Instruction |
Swap "/api/detect" for "/api/locate" throughout all of the records below and leave every other character as it is.

Information supplied |
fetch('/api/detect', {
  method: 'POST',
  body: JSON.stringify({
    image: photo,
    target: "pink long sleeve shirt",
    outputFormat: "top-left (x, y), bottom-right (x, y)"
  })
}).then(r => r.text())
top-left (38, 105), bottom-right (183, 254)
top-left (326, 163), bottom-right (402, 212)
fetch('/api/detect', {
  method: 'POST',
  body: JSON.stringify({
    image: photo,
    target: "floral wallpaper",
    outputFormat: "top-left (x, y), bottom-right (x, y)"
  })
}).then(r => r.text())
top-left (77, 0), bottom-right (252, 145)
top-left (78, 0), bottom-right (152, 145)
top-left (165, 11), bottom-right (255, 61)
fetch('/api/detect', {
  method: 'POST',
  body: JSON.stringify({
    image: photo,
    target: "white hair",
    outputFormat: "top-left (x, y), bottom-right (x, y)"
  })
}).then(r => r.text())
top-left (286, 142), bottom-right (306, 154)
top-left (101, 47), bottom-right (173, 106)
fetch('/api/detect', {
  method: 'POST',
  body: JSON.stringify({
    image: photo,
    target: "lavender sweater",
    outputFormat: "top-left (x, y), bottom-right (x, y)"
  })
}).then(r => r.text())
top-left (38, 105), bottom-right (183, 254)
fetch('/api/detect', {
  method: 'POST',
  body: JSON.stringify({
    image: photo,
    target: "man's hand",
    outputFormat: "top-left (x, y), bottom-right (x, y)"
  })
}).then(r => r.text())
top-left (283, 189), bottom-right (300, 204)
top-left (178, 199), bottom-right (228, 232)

Correct output |
fetch('/api/locate', {
  method: 'POST',
  body: JSON.stringify({
    image: photo,
    target: "pink long sleeve shirt",
    outputFormat: "top-left (x, y), bottom-right (x, y)"
  })
}).then(r => r.text())
top-left (38, 105), bottom-right (183, 254)
top-left (326, 163), bottom-right (402, 212)
fetch('/api/locate', {
  method: 'POST',
  body: JSON.stringify({
    image: photo,
    target: "floral wallpaper",
    outputFormat: "top-left (x, y), bottom-right (x, y)"
  })
}).then(r => r.text())
top-left (77, 0), bottom-right (252, 145)
top-left (78, 0), bottom-right (152, 145)
top-left (165, 11), bottom-right (255, 61)
fetch('/api/locate', {
  method: 'POST',
  body: JSON.stringify({
    image: photo,
    target: "white hair",
    outputFormat: "top-left (x, y), bottom-right (x, y)"
  })
}).then(r => r.text())
top-left (286, 142), bottom-right (306, 154)
top-left (101, 47), bottom-right (173, 106)
fetch('/api/locate', {
  method: 'POST',
  body: JSON.stringify({
    image: photo,
    target: "lavender sweater",
    outputFormat: "top-left (x, y), bottom-right (x, y)"
  })
}).then(r => r.text())
top-left (38, 105), bottom-right (183, 254)
fetch('/api/locate', {
  method: 'POST',
  body: JSON.stringify({
    image: photo,
    target: "man's hand",
    outputFormat: "top-left (x, y), bottom-right (x, y)"
  })
}).then(r => r.text())
top-left (283, 189), bottom-right (300, 204)
top-left (178, 199), bottom-right (228, 232)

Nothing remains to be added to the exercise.